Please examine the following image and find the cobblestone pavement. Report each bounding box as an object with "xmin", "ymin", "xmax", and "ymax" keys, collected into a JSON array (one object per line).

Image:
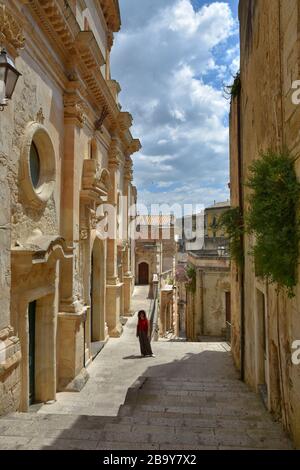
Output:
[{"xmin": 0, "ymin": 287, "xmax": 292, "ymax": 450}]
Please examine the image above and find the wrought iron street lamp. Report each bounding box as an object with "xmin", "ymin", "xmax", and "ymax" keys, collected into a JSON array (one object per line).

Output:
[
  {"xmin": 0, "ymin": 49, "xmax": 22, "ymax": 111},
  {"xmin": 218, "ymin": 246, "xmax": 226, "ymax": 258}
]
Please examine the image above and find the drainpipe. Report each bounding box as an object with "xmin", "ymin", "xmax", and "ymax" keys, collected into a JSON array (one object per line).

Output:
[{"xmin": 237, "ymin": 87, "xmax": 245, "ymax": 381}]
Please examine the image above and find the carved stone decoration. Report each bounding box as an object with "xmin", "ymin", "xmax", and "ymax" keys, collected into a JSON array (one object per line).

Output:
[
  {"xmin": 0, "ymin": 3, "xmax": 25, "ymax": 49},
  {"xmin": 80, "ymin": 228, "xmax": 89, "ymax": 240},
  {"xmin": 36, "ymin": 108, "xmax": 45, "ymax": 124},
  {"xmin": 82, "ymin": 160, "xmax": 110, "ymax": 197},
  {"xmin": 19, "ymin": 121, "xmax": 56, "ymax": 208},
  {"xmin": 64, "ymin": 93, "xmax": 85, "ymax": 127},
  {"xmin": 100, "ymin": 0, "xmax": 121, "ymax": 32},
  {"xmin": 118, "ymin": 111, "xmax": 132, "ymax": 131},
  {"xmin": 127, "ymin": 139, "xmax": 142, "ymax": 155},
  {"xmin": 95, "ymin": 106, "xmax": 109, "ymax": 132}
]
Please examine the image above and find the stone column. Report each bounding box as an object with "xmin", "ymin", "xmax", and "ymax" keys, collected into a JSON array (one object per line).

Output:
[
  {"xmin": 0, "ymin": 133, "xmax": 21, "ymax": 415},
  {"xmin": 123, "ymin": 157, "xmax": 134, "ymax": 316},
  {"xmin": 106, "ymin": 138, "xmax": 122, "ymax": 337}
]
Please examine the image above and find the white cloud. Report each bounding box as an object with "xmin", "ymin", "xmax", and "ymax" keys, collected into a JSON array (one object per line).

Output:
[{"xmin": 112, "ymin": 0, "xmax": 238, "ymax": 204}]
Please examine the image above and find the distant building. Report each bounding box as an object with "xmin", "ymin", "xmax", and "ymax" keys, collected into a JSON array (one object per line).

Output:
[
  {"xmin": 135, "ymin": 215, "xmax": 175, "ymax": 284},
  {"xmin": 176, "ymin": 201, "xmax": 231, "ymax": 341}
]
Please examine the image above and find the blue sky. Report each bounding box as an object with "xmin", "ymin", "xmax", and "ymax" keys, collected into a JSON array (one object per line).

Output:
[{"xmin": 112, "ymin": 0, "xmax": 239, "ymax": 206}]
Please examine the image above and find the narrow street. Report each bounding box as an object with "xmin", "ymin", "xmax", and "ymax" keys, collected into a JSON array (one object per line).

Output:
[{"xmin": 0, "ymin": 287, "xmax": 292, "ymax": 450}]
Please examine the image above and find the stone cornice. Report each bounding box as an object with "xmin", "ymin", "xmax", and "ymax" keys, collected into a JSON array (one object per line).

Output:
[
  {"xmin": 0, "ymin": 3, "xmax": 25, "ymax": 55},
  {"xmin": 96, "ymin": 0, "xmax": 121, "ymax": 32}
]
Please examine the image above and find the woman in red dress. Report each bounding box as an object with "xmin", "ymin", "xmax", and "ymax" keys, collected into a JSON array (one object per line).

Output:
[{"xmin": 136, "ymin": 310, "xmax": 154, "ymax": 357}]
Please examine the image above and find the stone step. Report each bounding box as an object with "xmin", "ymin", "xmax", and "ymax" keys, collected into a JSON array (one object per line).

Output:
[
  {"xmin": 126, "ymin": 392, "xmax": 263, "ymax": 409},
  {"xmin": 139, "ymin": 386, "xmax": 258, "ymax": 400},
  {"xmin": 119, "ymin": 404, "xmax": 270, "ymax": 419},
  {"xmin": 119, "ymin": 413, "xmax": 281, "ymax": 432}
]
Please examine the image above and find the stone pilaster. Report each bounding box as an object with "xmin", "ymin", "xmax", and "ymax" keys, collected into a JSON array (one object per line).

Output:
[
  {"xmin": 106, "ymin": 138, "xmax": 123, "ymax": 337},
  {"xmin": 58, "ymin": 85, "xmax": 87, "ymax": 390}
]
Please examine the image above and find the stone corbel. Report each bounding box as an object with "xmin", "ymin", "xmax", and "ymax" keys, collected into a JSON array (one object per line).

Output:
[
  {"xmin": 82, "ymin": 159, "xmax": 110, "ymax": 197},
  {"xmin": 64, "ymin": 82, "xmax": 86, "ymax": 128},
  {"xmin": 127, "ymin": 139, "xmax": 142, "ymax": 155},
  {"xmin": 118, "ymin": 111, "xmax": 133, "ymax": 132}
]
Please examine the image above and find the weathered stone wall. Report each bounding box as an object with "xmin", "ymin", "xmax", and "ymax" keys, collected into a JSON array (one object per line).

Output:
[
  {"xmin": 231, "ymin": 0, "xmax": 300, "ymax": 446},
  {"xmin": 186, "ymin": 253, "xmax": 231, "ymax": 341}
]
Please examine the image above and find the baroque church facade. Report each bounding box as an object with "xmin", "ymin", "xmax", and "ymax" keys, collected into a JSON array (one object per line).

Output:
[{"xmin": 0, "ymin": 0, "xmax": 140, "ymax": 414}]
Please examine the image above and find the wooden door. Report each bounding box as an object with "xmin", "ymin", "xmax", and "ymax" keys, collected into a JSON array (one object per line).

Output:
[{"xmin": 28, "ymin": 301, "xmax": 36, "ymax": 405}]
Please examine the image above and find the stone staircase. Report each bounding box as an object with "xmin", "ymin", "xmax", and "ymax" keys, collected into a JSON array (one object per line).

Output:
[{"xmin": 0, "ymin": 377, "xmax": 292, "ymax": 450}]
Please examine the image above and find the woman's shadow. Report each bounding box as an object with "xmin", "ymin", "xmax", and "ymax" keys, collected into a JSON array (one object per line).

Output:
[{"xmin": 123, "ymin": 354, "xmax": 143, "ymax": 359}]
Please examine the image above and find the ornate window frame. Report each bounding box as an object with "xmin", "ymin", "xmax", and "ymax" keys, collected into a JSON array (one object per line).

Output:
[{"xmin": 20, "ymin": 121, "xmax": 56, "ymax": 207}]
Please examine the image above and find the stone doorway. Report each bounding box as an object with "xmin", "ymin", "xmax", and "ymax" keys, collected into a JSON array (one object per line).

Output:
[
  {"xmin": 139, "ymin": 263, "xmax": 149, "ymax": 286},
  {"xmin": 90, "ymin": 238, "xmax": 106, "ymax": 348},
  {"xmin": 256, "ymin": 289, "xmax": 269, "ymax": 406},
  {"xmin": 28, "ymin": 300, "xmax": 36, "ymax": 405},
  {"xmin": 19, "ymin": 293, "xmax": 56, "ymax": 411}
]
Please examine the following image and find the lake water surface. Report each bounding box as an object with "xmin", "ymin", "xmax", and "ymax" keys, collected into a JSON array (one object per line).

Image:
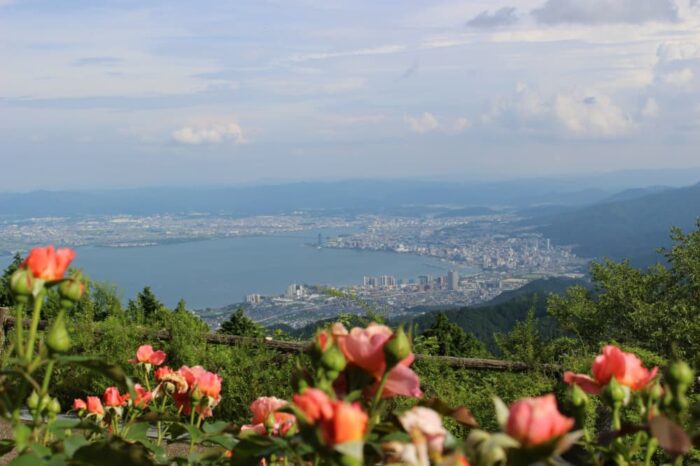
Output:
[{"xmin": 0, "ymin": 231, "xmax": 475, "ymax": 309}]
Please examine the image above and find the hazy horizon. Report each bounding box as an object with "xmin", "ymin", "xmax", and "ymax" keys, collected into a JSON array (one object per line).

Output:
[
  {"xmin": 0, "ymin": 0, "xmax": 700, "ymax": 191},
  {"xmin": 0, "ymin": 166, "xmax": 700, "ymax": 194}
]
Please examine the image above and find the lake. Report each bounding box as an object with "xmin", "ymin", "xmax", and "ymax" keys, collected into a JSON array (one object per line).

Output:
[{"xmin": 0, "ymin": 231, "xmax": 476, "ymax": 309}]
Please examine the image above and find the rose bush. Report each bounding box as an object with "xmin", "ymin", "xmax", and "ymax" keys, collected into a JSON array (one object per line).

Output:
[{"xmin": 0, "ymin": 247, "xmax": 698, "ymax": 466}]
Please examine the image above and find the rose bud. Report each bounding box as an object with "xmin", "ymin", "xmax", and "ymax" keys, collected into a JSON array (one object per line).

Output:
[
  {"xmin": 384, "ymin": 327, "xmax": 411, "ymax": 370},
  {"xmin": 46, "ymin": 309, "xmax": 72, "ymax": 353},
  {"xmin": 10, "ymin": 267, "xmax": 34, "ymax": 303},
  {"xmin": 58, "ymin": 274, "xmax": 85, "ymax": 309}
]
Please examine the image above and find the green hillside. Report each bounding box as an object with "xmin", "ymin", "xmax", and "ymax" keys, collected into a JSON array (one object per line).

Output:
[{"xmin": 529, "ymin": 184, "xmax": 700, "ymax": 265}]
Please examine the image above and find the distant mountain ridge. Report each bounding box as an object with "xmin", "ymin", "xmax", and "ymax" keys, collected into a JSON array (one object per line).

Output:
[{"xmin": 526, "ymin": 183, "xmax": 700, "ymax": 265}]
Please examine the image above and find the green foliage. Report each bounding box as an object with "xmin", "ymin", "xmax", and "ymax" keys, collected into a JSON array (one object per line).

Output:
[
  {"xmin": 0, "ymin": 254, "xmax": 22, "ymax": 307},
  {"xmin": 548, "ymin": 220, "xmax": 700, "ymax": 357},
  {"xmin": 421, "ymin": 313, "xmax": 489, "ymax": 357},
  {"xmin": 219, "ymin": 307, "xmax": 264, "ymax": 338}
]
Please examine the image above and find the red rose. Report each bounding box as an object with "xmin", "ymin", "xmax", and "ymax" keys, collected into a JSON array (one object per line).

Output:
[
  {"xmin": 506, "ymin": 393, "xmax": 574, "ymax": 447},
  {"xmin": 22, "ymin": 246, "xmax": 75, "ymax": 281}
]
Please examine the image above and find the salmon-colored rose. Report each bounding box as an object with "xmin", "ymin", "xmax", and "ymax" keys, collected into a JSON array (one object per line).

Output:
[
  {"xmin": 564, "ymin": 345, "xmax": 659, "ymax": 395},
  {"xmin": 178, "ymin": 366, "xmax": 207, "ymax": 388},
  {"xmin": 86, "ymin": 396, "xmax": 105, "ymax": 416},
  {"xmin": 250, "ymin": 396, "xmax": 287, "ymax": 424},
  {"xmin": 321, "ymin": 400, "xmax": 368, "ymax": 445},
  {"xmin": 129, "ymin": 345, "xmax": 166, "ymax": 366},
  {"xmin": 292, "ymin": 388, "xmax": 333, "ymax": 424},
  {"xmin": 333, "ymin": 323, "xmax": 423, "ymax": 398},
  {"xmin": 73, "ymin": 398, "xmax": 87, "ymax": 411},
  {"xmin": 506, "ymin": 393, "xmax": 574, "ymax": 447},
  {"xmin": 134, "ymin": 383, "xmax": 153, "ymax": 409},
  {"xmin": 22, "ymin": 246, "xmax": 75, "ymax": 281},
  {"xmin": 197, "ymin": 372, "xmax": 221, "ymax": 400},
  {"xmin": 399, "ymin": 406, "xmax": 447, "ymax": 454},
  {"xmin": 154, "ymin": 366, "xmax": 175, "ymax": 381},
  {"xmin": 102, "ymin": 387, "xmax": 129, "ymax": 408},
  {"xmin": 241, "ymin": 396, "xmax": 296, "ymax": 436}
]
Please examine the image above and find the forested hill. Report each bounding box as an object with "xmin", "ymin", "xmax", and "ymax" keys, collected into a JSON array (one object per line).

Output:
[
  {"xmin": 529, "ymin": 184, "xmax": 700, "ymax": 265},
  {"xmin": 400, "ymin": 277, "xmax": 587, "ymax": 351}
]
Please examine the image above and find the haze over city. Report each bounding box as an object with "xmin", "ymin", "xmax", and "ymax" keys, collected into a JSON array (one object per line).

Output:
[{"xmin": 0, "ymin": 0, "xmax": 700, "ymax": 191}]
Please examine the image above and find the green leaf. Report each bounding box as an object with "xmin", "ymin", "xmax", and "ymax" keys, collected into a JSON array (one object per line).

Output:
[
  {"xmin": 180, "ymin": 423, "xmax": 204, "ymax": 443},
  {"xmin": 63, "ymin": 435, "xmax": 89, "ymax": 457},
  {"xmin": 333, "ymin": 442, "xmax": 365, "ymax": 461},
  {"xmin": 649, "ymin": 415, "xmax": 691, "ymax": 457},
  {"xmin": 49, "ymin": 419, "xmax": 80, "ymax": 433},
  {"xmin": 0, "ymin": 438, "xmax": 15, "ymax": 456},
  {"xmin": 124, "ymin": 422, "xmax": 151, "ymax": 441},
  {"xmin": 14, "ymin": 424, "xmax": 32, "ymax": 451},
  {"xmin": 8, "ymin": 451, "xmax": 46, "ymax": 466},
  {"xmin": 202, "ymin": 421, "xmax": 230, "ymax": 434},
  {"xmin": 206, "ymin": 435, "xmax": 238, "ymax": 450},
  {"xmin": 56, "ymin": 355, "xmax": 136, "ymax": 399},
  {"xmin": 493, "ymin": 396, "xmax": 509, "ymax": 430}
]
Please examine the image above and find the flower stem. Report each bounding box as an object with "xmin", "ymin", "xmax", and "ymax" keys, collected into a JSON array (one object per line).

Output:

- - -

Goal of the exercise ->
Please rewrite everything from the line containing "Please examine the image above and find the green leaf." down through the end of the listing, swapping "bounding box" for "rectangle" and leaving the rest untouched.

Exercise solution ->
Please examine the image above and find the green leaf. Report each rectangle as an object with "xmin", "ymin", "xmax", and "ymax" keys, collected into a JSON array (one object per line).

Output:
[
  {"xmin": 180, "ymin": 423, "xmax": 204, "ymax": 443},
  {"xmin": 63, "ymin": 435, "xmax": 89, "ymax": 457},
  {"xmin": 333, "ymin": 442, "xmax": 365, "ymax": 461},
  {"xmin": 649, "ymin": 415, "xmax": 691, "ymax": 457},
  {"xmin": 49, "ymin": 419, "xmax": 80, "ymax": 433},
  {"xmin": 0, "ymin": 438, "xmax": 15, "ymax": 456},
  {"xmin": 124, "ymin": 422, "xmax": 151, "ymax": 441},
  {"xmin": 14, "ymin": 424, "xmax": 32, "ymax": 451},
  {"xmin": 8, "ymin": 451, "xmax": 46, "ymax": 466},
  {"xmin": 202, "ymin": 421, "xmax": 230, "ymax": 434},
  {"xmin": 206, "ymin": 435, "xmax": 238, "ymax": 450},
  {"xmin": 56, "ymin": 355, "xmax": 136, "ymax": 399},
  {"xmin": 493, "ymin": 396, "xmax": 509, "ymax": 430}
]
Please examine the image above and find the flower stem. Report each rectangle as an object with "xmin", "ymin", "xmax", and "ymax" keys, collected into a JSON array (one object per line).

Output:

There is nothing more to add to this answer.